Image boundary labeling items
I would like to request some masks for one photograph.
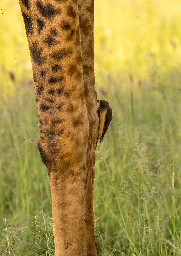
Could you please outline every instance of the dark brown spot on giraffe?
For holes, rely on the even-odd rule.
[[[40,118],[39,118],[39,122],[40,124],[43,124]]]
[[[57,93],[58,95],[61,95],[62,93],[62,89],[57,89]]]
[[[52,36],[48,35],[45,39],[44,42],[47,44],[48,46],[50,46],[56,43],[57,41],[56,40],[55,40]]]
[[[66,57],[69,57],[72,52],[72,50],[71,48],[63,48],[57,52],[53,52],[51,57],[57,60],[60,60]]]
[[[28,10],[30,10],[30,0],[21,0],[22,4],[25,7],[26,7]]]
[[[36,22],[38,24],[38,33],[40,34],[43,27],[45,27],[45,25],[44,22],[39,19],[37,19]]]
[[[29,34],[33,34],[32,29],[33,20],[31,16],[27,15],[25,12],[22,11],[22,14],[23,17],[23,20],[25,22],[26,31],[28,36]]]
[[[41,2],[37,2],[36,6],[41,15],[50,21],[52,20],[53,17],[61,13],[60,9],[55,8],[51,4],[46,5]]]
[[[75,30],[73,29],[71,31],[71,32],[66,37],[66,41],[69,41],[72,39],[73,37],[74,34],[75,34]]]
[[[40,106],[40,110],[41,111],[45,111],[48,110],[50,108],[50,106],[47,106],[47,105],[43,104]]]
[[[54,124],[57,124],[60,123],[61,123],[61,122],[62,120],[61,119],[60,119],[60,118],[56,118],[56,119],[52,120],[52,123],[53,123]]]
[[[41,85],[40,87],[39,87],[39,89],[40,91],[41,91],[41,92],[42,92],[43,90],[43,89],[44,88],[44,85]]]
[[[61,76],[59,77],[53,77],[52,76],[48,81],[48,83],[57,83],[59,82],[62,81],[64,78],[64,76]]]
[[[52,66],[52,70],[53,72],[56,72],[58,70],[61,70],[62,69],[62,65],[55,64],[54,66]]]
[[[32,46],[30,47],[30,51],[33,61],[38,65],[41,65],[45,61],[47,57],[42,56],[42,48],[38,48],[37,42],[33,43]]]
[[[50,98],[46,98],[45,99],[45,100],[47,101],[50,103],[53,103],[53,100],[50,99]]]
[[[69,103],[67,108],[67,110],[68,112],[72,113],[74,112],[74,109],[73,104],[72,103]]]
[[[40,139],[38,140],[38,149],[40,155],[41,156],[42,161],[43,162],[44,164],[46,167],[48,167],[48,165],[49,161],[47,157],[47,155],[45,153],[45,151],[43,150],[42,147],[41,146],[41,143],[40,143]]]
[[[72,5],[69,5],[67,8],[67,14],[69,17],[72,17],[75,18],[76,17],[76,12],[73,11],[73,9]]]
[[[60,26],[63,30],[66,31],[70,29],[71,27],[71,25],[65,20],[63,20],[61,23]]]
[[[52,95],[54,94],[55,93],[55,90],[54,90],[53,89],[50,89],[50,90],[48,90],[48,94],[50,94],[51,95]]]
[[[61,129],[60,130],[58,130],[58,132],[57,133],[57,135],[58,136],[60,136],[60,135],[61,135],[62,134],[63,134],[64,133],[64,130],[63,129]]]
[[[45,76],[46,71],[45,70],[42,70],[41,73],[41,76],[42,78],[44,78]]]
[[[58,32],[55,27],[52,27],[51,29],[50,32],[52,36],[58,36]]]
[[[60,104],[60,105],[59,105],[57,107],[57,108],[58,109],[59,109],[59,110],[60,110],[60,109],[62,108],[62,107],[63,105],[63,102],[62,102],[61,104]]]

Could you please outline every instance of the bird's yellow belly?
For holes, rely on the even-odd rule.
[[[99,129],[98,130],[98,139],[101,137],[103,133],[103,129],[104,128],[104,122],[105,121],[105,115],[106,114],[106,111],[101,111],[100,115],[100,123],[99,126]]]

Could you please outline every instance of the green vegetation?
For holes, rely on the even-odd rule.
[[[0,7],[0,255],[50,256],[25,29],[17,1]],[[98,255],[181,255],[181,2],[97,0],[95,10],[98,98],[113,112],[97,149]]]

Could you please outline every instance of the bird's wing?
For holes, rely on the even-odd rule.
[[[103,133],[102,136],[100,137],[100,142],[101,142],[102,141],[103,139],[104,138],[104,135],[108,129],[109,125],[110,123],[111,119],[112,119],[112,114],[113,112],[112,111],[112,109],[110,108],[109,108],[108,109],[106,114],[105,115],[105,121],[104,122],[104,125]]]
[[[98,108],[97,108],[97,114],[99,117],[99,124],[100,123],[100,112]]]

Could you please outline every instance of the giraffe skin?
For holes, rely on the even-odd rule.
[[[96,255],[94,1],[19,2],[39,117],[38,147],[51,187],[55,254]]]
[[[97,255],[94,226],[93,187],[94,180],[95,144],[99,121],[95,89],[94,52],[94,0],[78,0],[84,92],[89,121],[89,132],[87,152],[85,207],[88,255]]]

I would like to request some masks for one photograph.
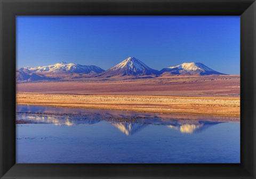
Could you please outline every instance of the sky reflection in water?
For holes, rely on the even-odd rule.
[[[17,162],[240,162],[239,119],[177,116],[19,105]]]

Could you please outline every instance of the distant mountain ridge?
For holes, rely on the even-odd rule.
[[[93,65],[82,65],[77,63],[67,63],[65,62],[47,66],[27,68],[32,72],[47,72],[55,74],[75,73],[85,74],[99,74],[105,70]]]
[[[149,67],[134,57],[129,57],[105,71],[93,65],[64,62],[47,66],[21,68],[16,71],[17,82],[46,79],[66,80],[82,78],[155,78],[168,76],[205,76],[226,75],[213,70],[202,63],[183,63],[158,71]]]
[[[204,76],[226,75],[213,70],[202,63],[183,63],[176,66],[170,67],[160,71],[161,74],[167,72],[177,75]]]

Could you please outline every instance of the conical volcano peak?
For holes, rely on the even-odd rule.
[[[148,67],[146,64],[135,57],[129,57],[119,63],[101,74],[101,76],[139,76],[144,75],[156,76],[159,71]]]

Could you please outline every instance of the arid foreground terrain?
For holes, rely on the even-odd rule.
[[[19,104],[238,117],[239,97],[19,93]]]
[[[170,77],[17,85],[17,104],[239,117],[240,77]]]

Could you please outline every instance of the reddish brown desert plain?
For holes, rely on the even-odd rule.
[[[88,78],[17,84],[17,104],[239,117],[240,76]]]

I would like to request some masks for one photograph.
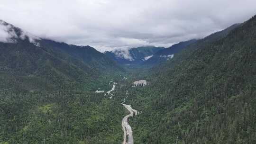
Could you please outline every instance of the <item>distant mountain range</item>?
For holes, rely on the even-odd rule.
[[[141,64],[165,47],[145,46],[116,49],[105,54],[121,64]]]
[[[25,89],[39,89],[42,83],[51,89],[61,83],[88,82],[102,72],[122,70],[116,62],[90,46],[40,38],[2,20],[0,34],[0,76],[5,78],[1,82],[4,87],[16,81],[13,85]]]
[[[137,64],[154,65],[163,63],[172,59],[188,46],[192,45],[195,48],[201,45],[205,45],[226,36],[229,32],[239,26],[234,24],[223,30],[211,34],[202,39],[192,39],[181,42],[169,47],[155,46],[141,46],[131,48],[119,48],[110,52],[105,52],[105,54],[120,64]]]

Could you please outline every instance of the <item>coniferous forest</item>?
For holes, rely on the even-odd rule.
[[[131,63],[0,24],[0,144],[256,144],[256,16]]]

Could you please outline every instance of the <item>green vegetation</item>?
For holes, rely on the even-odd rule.
[[[135,144],[255,144],[256,17],[236,27],[149,70],[64,44],[1,43],[0,144],[120,144],[126,90]],[[112,99],[94,92],[110,81]]]

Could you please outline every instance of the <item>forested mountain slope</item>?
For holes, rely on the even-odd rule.
[[[17,86],[53,90],[75,83],[88,84],[107,72],[122,70],[90,46],[46,40],[0,22],[1,33],[7,35],[0,42],[2,89]]]
[[[202,44],[132,91],[135,144],[256,143],[256,16]]]
[[[110,74],[120,72],[115,62],[90,46],[42,39],[0,22],[7,34],[0,42],[0,144],[121,141],[124,108],[94,92],[119,78]]]
[[[43,39],[39,41],[41,46],[51,48],[57,51],[67,53],[76,59],[100,71],[110,71],[113,69],[121,70],[122,69],[114,61],[103,53],[97,51],[89,45],[77,46],[60,43],[49,39]]]

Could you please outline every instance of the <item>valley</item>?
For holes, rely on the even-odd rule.
[[[0,25],[0,144],[256,143],[255,16],[104,53]]]

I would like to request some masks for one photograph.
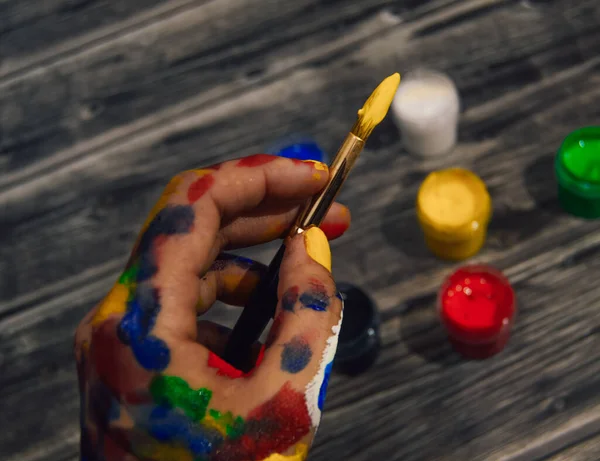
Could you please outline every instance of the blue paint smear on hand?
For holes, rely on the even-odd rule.
[[[308,309],[323,312],[329,307],[329,296],[320,290],[309,290],[302,293],[300,302]]]
[[[189,205],[169,205],[150,222],[136,250],[138,272],[133,298],[127,303],[127,312],[121,319],[117,334],[129,344],[135,358],[146,370],[162,371],[170,362],[167,344],[150,335],[160,312],[160,293],[150,279],[158,271],[152,248],[160,236],[187,234],[194,225],[194,209]]]
[[[283,346],[281,369],[292,374],[300,373],[306,368],[311,358],[312,350],[308,342],[300,336],[294,336],[289,343]]]
[[[325,376],[323,377],[323,382],[321,383],[321,389],[319,390],[319,400],[318,406],[319,410],[323,411],[323,406],[325,405],[325,397],[327,396],[327,386],[329,386],[329,376],[331,375],[331,369],[333,367],[333,360],[327,364],[325,367]]]
[[[294,312],[294,306],[298,301],[298,287],[288,288],[281,297],[281,308],[287,312]]]
[[[223,443],[223,436],[213,429],[194,424],[186,415],[168,406],[157,406],[148,421],[148,431],[162,442],[178,442],[196,455],[207,455]]]

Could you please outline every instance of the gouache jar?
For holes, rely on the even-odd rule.
[[[369,369],[379,356],[379,311],[359,287],[339,283],[338,290],[344,302],[344,317],[333,366],[340,373],[357,375]]]
[[[581,218],[600,217],[600,127],[569,134],[558,150],[554,170],[563,209]]]
[[[417,195],[417,218],[430,251],[463,260],[485,243],[492,201],[484,182],[462,168],[430,173]]]
[[[440,156],[456,144],[459,94],[450,77],[441,72],[417,69],[404,75],[391,112],[411,154]]]
[[[464,266],[442,283],[438,313],[458,353],[485,359],[508,342],[516,314],[515,293],[508,279],[493,267]]]
[[[297,160],[316,160],[329,163],[329,157],[315,140],[309,136],[287,136],[273,144],[268,152],[279,157],[294,158]]]

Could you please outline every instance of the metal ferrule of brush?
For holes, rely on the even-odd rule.
[[[364,145],[365,141],[353,133],[349,133],[346,136],[337,155],[329,166],[329,182],[327,186],[319,195],[316,195],[304,206],[298,214],[298,219],[294,226],[292,226],[288,238],[304,232],[310,226],[318,226],[323,222],[325,215],[335,201],[342,184],[344,184],[344,181],[350,174],[350,170],[352,170]]]

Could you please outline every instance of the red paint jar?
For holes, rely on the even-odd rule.
[[[516,313],[515,293],[493,267],[463,266],[440,287],[438,310],[455,350],[468,358],[485,359],[508,342]]]

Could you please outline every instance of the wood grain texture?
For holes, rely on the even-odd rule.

(TO DO)
Add 5 to every coordinate in the answers, then write out everything from the line containing "Could you please outline every instance of the metal" down to the end of the listing, requests included.

(SOLUTION FOR THIS PROBLEM)
Could you please outline every instance of the metal ferrule of brush?
For holes, rely on the even-odd rule.
[[[369,150],[370,146],[358,138],[354,138],[351,141],[342,160],[334,171],[334,187],[332,191],[324,200],[321,200],[309,211],[303,219],[303,224],[299,231],[297,231],[293,243],[309,237],[315,231],[323,231],[328,227],[330,220],[340,206],[347,189],[349,189],[349,186],[355,179],[355,175],[357,175]]]

Could you please outline every instance of the red paint jar?
For holes, rely on the even-odd rule.
[[[521,318],[520,298],[498,272],[468,271],[445,292],[443,315],[460,355],[473,363],[490,364],[513,347]]]

Could you please outline every instance of the wood grain texture?
For holes, rely on the even-odd rule.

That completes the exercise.